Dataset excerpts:
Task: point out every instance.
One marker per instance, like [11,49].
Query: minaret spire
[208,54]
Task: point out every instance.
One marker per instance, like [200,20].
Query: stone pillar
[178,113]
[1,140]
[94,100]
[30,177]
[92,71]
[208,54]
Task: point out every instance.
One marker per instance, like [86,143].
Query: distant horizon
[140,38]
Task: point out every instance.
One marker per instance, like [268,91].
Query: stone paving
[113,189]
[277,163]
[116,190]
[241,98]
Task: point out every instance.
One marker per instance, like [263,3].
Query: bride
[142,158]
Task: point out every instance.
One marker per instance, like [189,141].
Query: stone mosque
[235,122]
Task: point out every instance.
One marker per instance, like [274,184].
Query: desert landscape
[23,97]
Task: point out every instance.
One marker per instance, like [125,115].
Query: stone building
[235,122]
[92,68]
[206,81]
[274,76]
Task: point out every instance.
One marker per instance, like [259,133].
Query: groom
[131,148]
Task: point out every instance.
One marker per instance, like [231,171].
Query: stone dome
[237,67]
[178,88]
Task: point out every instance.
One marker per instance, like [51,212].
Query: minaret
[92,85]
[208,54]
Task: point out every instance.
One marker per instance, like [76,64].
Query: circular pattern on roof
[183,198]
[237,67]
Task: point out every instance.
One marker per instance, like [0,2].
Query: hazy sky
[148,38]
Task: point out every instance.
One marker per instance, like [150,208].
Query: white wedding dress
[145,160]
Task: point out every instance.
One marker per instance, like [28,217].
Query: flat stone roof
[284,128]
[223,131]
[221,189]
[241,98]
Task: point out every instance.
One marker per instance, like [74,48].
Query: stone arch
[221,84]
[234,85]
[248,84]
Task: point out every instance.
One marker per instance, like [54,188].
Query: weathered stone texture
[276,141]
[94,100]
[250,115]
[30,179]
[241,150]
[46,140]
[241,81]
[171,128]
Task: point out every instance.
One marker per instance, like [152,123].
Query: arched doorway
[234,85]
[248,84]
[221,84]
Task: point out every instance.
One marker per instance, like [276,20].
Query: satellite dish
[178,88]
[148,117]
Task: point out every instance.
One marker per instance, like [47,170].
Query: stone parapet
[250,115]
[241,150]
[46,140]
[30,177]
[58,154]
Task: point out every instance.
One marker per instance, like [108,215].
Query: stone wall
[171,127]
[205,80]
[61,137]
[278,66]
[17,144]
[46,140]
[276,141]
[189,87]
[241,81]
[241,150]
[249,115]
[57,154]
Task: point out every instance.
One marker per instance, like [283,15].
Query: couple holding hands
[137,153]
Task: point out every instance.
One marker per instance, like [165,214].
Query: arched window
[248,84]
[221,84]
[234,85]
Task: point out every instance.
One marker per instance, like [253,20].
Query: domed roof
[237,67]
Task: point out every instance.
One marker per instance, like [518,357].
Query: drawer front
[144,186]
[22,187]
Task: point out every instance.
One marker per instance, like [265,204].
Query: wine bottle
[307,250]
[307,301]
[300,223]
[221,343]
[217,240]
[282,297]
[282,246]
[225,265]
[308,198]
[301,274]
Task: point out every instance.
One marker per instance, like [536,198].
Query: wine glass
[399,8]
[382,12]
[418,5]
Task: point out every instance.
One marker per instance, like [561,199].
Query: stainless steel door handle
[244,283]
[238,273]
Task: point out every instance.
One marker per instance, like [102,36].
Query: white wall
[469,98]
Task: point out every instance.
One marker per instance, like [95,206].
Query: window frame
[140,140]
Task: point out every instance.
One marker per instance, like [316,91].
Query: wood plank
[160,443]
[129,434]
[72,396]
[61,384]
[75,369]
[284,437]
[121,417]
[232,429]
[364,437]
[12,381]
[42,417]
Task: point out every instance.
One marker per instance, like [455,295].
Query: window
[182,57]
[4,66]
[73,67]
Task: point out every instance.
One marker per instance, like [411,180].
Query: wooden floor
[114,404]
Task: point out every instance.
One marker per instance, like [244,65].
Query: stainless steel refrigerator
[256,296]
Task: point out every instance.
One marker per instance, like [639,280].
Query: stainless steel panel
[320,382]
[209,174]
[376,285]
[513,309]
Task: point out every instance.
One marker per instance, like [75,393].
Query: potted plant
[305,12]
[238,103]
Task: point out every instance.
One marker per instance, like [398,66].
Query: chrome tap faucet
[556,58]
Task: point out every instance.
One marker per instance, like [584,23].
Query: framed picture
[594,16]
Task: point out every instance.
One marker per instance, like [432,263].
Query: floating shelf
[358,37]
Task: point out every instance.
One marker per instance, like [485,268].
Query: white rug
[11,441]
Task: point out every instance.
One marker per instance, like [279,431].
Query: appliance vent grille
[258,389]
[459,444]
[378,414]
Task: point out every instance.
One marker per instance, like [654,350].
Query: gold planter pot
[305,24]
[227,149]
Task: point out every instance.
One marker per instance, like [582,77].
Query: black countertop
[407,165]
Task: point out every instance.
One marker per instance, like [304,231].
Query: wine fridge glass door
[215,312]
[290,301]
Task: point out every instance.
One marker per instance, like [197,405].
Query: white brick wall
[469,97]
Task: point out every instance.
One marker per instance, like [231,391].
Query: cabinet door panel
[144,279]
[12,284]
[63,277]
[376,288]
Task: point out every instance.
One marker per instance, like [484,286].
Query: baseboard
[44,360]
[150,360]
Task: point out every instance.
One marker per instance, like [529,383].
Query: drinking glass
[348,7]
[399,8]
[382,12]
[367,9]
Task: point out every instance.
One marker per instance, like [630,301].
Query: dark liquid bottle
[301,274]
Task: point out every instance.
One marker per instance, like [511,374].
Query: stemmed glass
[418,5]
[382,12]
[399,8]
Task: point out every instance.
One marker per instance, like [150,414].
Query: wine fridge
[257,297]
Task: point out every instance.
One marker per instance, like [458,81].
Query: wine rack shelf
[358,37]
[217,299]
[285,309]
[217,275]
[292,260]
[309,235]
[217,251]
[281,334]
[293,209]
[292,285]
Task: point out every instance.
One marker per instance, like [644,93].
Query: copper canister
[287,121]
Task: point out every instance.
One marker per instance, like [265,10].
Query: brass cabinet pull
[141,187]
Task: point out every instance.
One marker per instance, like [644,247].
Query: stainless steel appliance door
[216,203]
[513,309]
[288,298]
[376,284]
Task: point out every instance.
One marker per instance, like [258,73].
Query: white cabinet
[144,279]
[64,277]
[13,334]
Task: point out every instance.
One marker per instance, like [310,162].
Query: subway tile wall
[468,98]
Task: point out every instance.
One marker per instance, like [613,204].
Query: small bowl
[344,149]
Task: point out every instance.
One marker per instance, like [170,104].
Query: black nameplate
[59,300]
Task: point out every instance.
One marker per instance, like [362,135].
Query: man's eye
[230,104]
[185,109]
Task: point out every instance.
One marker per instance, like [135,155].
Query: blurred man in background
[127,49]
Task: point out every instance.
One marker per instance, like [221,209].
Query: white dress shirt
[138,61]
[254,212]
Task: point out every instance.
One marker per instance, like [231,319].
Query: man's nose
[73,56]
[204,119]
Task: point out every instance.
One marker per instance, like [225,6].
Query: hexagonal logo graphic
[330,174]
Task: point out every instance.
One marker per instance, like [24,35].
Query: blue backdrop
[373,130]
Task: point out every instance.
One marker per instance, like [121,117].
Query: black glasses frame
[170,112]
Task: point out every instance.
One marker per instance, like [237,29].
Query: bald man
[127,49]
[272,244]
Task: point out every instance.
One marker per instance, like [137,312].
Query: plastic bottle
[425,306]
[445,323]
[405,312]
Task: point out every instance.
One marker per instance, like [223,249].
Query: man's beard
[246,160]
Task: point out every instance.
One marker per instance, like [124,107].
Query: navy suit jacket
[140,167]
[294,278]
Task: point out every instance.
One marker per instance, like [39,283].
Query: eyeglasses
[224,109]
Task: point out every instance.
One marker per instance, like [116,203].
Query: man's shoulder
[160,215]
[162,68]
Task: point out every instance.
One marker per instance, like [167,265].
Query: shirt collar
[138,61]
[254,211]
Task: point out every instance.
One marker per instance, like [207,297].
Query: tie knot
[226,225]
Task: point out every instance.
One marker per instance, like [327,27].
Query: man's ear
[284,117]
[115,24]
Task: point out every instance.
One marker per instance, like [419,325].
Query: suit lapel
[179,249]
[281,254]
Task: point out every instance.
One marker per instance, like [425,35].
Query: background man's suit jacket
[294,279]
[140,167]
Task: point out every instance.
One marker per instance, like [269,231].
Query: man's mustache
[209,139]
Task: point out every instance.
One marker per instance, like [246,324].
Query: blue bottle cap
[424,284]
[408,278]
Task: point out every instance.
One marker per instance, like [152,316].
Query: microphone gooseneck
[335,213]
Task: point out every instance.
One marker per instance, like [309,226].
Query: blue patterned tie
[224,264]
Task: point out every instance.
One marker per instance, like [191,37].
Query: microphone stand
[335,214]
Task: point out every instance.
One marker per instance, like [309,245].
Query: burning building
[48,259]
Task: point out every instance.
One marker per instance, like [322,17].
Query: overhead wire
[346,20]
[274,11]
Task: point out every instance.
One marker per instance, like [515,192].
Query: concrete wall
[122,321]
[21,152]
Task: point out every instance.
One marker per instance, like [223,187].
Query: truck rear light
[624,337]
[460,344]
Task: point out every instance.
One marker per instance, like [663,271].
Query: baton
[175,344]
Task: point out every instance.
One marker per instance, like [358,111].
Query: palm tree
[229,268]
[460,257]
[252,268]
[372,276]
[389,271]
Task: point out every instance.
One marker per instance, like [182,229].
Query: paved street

◆ Assignment ◆
Please copy the lines above from the line with "Query: stone wall" up to and including the line with "One marker per instance, like [165,214].", exactly as written and with nothing else.

◆ Solved exercise ◆
Query: stone wall
[171,127]
[205,80]
[61,137]
[278,66]
[17,144]
[46,140]
[276,141]
[189,87]
[241,81]
[241,150]
[249,115]
[57,154]
Task: point out every instance.
One marker per instance, like [283,15].
Query: couple holding hands
[137,153]
Task: point out every instance.
One marker per instance, like [165,214].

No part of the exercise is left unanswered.